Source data
══════

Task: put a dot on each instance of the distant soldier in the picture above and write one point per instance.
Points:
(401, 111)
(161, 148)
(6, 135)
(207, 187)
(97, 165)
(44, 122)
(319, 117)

══════

### Activity:
Reproduce every record that appears above, keeping the wording exact.

### Task result:
Task: put a dot on each instance of the distant soldier in the picture above and write one point per instance.
Points:
(401, 111)
(161, 148)
(6, 135)
(207, 187)
(97, 165)
(44, 122)
(319, 117)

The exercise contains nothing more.